§ Exercise prompt
Reproduce the following profile of Michael Spence verbatim, from its first sentence to its last.

On a sunny March morning last year, a small group of picketers stood together at the University of Sydney’s Ross Street entrance and tried to halt the traffic. Using a long, homemade banner as a makeshift traffic gate, they blockaded the inbound lanes. Hand-painted, the sign was decorated with two guillotines and an image of a dowdy looking man. Capitalised text spelt out the visual metaphor: “SPENCE, THE ONLY CUT WE NEED”.
It has now been almost six years since Dr Michael Spence became the University of Sydney’s 25th Vice-Chancellor. In November last year – just one month after the National Tertiary Education Union voted to end its industrial campaign – the man depicted in the makeshift mural joined me in Taste Café. In spite of my request, Dr Michael Spence arrives accompanied by his head of Media and Public Relations, Kirsten Andrews.
It’s a Friday, and hundreds of students are graduating, celebrating the conclusion of their tuition by drinking champagne and orange juice on the Quadrangle lawns. More than 30 years ago Spence was working towards completing his own degree. While a student at the University of Sydney he achieved a bachelor’s degree in law and two separate honours degrees, first in English and Italian, then in law.
I ask if it is true, as I have been told, that he was a quiet, studious, and very religious student. He laughs with a forcefulness intended to answer the question.
“I don’t think anybody who knows me would describe me as quiet … Outside university I did music, I organised a church choir and band and stuff and was very involved in my local church and had a wide circle of friends,” he says.
With a busy life beyond the sandstone halls, Camperdown was a place of intellectual preparation rather than cultural enrichment for the young Michael Spence – a fact some use to explain his testy relationship with student organisations, vividly demonstrated during a hostile but ultimately thwarted effort to take over the University of Sydney Union’s bars and food outlets in 2011.

[Excerpts from a point labeling dataset]

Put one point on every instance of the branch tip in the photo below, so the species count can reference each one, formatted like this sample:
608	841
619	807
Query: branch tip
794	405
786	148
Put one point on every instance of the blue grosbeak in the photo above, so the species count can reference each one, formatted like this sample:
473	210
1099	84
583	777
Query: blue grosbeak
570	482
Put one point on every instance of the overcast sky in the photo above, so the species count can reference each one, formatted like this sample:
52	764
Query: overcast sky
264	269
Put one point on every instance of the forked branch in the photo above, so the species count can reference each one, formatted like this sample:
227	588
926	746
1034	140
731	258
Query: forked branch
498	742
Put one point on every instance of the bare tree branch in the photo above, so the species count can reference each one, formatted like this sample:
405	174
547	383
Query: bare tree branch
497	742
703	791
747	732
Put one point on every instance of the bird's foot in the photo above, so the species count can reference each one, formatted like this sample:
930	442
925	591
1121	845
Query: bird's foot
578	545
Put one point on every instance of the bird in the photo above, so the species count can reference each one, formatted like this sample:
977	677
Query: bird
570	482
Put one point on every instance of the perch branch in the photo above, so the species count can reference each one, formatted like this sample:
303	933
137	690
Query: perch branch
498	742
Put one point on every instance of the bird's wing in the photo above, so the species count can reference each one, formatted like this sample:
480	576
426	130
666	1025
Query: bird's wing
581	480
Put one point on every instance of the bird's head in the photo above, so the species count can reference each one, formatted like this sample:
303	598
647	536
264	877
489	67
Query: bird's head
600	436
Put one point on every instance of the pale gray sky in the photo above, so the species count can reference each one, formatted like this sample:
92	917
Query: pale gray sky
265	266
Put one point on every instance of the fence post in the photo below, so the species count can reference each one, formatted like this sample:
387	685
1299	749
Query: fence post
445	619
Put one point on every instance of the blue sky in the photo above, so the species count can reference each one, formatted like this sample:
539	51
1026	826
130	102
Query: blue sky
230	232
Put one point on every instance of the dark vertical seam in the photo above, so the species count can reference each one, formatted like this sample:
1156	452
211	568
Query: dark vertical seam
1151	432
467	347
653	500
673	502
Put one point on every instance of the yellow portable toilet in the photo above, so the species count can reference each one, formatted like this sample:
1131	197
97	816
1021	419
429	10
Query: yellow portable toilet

§ Reply
On a sunny March morning last year, a small group of picketers stood together at the University of Sydney’s Ross Street entrance and tried to halt the traffic. Using a long, homemade banner as a makeshift traffic gate, they blockaded the inbound lanes. Hand-painted, the sign was decorated with two guillotines and an image of a dowdy looking man. Capitalised text spelt out the visual metaphor: “SPENCE, THE ONLY CUT WE NEED”.
It has now been almost six years since Dr Michael Spence became the University of Sydney’s 25th Vice-Chancellor. In November last year – just one month after the National Tertiary Education Union voted to end its industrial campaign – the man depicted in the makeshift mural joined me in Taste Café. In spite of my request, Dr Michael Spence arrives accompanied by his head of Media and Public Relations, Kirsten Andrews.
It’s a Friday, and hundreds of students are graduating, celebrating the conclusion of their tuition by drinking champagne and orange juice on the Quadrangle lawns. More than 30 years ago Spence was working towards completing his own degree. While a student at the University of Sydney he achieved a bachelor’s degree in law and two separate honours degrees, first in English and Italian, then in law.
I ask if it is true, as I have been told, that he was a quiet, studious, and very religious student. He laughs with a forcefulness intended to answer the question.
“I don’t think anybody who knows me would describe me as quiet … Outside university I did music, I organised a church choir and band and stuff and was very involved in my local church and had a wide circle of friends,” he says.
With a busy life beyond the sandstone halls, Camperdown was a place of intellectual preparation rather than cultural enrichment for the young Michael Spence – a fact some use to explain his testy relationship with student organisations, vividly demonstrated during a hostile but ultimately thwarted effort to take over the University of Sydney Union’s bars and food outlets in 2011.